EXERCISE REQUIREMENTS> Please tally how many lines of the rows below contain the string "green", counting only matches with the same case, and give only that number.

SUPPLIED INFORMATION>
************

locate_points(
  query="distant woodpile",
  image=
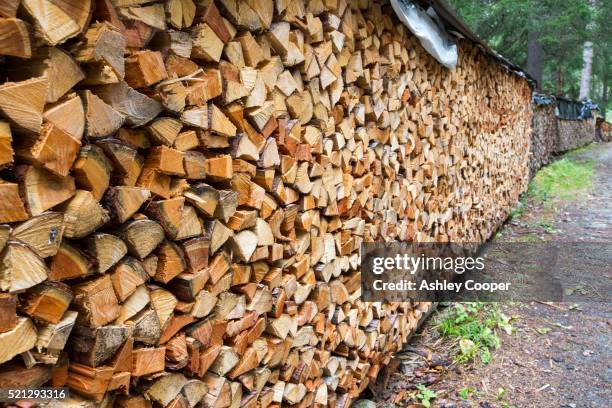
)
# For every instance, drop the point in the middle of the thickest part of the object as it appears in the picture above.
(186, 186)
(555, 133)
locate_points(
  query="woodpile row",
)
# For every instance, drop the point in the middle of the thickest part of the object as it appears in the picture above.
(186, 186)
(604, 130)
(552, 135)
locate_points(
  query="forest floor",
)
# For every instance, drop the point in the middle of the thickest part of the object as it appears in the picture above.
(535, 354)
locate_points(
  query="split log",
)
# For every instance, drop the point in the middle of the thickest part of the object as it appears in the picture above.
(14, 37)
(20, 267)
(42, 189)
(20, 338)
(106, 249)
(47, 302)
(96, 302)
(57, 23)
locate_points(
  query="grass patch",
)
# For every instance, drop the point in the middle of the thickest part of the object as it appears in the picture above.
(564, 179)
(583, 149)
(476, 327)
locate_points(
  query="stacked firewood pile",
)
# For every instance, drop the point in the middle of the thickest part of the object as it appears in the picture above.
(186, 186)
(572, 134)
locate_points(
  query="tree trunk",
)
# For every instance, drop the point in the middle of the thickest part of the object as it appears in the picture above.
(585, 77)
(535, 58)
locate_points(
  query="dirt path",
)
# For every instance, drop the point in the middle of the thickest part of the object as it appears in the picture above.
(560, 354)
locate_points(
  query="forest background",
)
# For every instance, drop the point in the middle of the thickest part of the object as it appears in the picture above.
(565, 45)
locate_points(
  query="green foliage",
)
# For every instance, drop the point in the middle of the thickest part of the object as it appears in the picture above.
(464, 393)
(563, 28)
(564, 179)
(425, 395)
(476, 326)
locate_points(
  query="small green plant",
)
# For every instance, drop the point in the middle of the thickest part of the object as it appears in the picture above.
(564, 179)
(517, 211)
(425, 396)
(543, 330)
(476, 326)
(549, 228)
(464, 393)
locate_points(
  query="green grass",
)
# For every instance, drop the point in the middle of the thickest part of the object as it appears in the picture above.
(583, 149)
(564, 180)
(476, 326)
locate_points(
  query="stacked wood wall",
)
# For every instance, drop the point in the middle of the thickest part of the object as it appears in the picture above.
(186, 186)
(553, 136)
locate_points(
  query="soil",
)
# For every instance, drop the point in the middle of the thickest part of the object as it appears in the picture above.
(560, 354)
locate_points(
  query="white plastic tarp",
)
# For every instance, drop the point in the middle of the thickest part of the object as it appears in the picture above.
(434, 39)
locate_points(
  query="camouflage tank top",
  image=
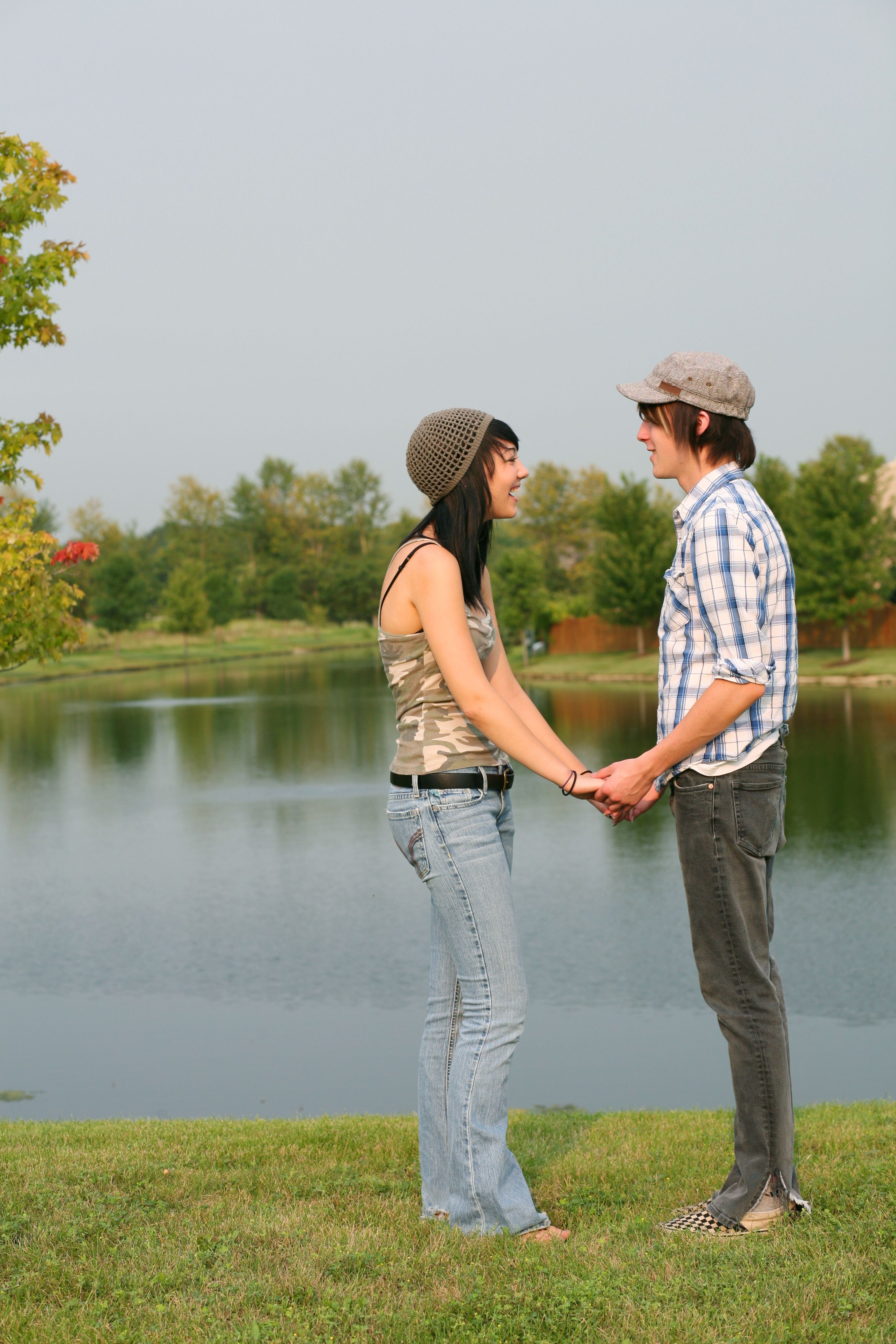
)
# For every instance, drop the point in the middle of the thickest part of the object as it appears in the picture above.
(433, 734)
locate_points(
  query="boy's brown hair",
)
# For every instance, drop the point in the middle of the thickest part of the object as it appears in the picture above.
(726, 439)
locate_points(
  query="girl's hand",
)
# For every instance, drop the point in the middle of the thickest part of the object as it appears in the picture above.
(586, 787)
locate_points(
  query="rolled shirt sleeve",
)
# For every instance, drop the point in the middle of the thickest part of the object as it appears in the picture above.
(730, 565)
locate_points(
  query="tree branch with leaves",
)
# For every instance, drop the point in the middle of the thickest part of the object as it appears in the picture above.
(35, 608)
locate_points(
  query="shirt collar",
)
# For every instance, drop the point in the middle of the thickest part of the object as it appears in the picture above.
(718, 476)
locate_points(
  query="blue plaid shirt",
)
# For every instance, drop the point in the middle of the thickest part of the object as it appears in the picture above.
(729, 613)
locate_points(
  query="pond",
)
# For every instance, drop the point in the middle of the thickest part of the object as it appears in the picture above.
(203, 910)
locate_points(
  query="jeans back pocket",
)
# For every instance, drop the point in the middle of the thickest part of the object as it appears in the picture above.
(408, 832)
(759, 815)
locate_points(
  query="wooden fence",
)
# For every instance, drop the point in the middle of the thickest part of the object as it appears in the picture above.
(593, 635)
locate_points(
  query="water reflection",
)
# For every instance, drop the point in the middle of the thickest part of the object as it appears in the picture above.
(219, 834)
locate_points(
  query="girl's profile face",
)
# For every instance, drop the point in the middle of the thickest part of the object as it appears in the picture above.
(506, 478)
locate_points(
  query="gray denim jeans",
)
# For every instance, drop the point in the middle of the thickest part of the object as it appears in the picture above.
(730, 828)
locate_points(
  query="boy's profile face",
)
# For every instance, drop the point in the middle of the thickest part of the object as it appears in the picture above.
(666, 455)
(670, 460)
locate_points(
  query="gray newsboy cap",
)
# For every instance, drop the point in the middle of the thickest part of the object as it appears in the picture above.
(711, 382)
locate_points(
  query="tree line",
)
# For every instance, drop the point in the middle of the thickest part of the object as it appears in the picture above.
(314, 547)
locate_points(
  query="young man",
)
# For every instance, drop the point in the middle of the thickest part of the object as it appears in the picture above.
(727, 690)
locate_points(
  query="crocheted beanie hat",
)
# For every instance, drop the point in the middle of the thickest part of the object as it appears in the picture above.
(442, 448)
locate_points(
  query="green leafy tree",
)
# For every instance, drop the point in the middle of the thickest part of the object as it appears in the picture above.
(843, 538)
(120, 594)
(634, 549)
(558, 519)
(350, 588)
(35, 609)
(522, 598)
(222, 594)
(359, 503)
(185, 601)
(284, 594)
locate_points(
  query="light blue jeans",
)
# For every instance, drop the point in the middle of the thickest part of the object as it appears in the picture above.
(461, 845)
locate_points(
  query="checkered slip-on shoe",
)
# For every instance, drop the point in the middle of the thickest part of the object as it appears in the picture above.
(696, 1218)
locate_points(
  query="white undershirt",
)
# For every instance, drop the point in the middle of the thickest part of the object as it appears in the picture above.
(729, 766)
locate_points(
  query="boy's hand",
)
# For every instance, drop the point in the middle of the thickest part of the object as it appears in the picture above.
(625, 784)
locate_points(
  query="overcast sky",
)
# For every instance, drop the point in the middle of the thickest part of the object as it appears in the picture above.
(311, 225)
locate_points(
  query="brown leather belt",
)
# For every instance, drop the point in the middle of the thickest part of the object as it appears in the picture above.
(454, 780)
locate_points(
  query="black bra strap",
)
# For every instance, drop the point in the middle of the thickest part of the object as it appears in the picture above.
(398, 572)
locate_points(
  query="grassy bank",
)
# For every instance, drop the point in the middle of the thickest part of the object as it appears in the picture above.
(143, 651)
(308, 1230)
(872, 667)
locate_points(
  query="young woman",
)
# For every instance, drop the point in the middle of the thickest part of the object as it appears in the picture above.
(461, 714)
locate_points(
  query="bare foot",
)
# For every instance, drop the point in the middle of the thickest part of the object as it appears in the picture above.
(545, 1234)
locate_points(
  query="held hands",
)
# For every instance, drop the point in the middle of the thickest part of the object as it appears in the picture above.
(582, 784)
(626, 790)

************

RESULT> 4